Tasks to perform
(1) Can you extract, word for word, the part of the article on Obama's Canberra visit that opens with the words containing "By Judith Ireland" and closes with "ditching us before?"?
(2) What questions does the article on Obama's Canberra visit ask? List every one.

Article

+++++

The Canberra Times

By Judith Ireland

When Air Force One touches down at Fairbairn next Wednesday afternoon, the Secret Service agents do their tricky secret stuff and the President of the United States emerges, chill pills will be in short supply.After two cancelled visits, Australia has been on tenterhooks for more than a year waiting for Barack Obama. When will he come? Will he bring Michelle and the kids? Will he stay for a month to make up for ditching us before?

The jury's still out over whether Obama will prove a more popular VIP than the Queen. But when the President arrives in Canberra, he will find the Australia-US alliance is in rude health - at least from Australia's side of the equation.

Earlier this year, the Lowy Institute poll found 82 per cent of those surveyed supported the US alliance. This week, Lowy's Dr Michael Fullilove predicted that Obama would receive a welcome on a par with reality starlet Kim Kardashian's screaming fan-fuelled visit (so Your Majesty, watch out).

In government-to-government terms, the alliance is also at a high point.

+++++

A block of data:
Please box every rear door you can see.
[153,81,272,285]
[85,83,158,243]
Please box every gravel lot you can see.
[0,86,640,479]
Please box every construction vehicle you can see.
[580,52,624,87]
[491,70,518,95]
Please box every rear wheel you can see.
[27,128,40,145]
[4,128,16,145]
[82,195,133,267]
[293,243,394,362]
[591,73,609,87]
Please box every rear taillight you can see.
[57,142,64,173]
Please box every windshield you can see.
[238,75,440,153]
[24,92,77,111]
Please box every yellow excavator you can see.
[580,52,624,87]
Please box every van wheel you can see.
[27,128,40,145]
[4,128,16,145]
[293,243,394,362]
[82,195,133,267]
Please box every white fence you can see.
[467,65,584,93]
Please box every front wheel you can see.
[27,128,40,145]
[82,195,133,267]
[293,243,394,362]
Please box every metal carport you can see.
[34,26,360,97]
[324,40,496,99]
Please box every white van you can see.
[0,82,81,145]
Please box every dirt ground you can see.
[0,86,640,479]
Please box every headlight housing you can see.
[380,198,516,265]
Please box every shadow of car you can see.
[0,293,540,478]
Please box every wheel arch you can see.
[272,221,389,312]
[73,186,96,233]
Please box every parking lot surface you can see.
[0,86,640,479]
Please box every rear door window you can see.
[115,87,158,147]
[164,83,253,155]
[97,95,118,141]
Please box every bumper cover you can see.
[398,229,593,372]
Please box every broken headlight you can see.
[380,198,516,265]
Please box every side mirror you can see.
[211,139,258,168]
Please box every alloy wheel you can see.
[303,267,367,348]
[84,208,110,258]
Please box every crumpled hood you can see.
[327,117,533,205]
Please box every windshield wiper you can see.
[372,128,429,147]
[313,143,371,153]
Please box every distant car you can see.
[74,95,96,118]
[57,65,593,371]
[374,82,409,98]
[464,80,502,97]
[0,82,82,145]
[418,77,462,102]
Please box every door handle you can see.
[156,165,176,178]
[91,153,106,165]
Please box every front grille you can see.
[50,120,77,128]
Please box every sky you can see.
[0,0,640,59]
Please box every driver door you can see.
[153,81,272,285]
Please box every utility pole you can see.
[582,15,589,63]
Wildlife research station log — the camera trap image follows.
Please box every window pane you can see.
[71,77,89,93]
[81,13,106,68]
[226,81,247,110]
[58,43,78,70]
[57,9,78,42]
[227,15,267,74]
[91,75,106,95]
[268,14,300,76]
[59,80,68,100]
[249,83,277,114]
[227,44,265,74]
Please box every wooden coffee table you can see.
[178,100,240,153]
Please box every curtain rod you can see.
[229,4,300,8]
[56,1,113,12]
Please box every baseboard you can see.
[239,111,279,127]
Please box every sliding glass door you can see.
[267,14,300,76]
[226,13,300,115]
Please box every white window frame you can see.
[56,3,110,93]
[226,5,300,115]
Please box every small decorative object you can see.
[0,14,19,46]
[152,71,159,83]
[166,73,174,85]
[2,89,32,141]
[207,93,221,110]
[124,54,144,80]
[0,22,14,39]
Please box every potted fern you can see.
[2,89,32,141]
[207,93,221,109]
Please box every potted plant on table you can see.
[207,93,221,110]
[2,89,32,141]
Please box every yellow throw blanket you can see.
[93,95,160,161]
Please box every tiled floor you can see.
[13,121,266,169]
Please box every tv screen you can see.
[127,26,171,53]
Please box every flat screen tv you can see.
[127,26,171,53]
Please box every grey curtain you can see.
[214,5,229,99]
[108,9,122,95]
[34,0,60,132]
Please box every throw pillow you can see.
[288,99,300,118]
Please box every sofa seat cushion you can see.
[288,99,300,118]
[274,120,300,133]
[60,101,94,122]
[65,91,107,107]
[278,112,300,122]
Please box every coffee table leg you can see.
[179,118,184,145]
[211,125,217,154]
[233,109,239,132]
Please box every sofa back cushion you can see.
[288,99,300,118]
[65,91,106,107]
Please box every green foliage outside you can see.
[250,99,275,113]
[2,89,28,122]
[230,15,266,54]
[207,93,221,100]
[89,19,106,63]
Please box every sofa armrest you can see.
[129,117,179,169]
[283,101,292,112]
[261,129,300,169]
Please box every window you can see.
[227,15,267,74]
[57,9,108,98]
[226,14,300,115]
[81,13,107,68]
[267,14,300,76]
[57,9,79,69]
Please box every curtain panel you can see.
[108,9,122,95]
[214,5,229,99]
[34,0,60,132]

+++++

Task solutions
(1)
By Judith Ireland

When Air Force One touches down at Fairbairn next Wednesday afternoon, the Secret Service agents do their tricky secret stuff and the President of the United States emerges, chill pills will be in short supply.After two cancelled visits, Australia has been on tenterhooks for more than a year waiting for Barack Obama. When will he come? Will he bring Michelle and the kids? Will he stay for a month to make up for ditching us before?

(2)
- When will he come?
- Will he bring Michelle and the kids?
- Will he stay for a month to make up for ditching us before?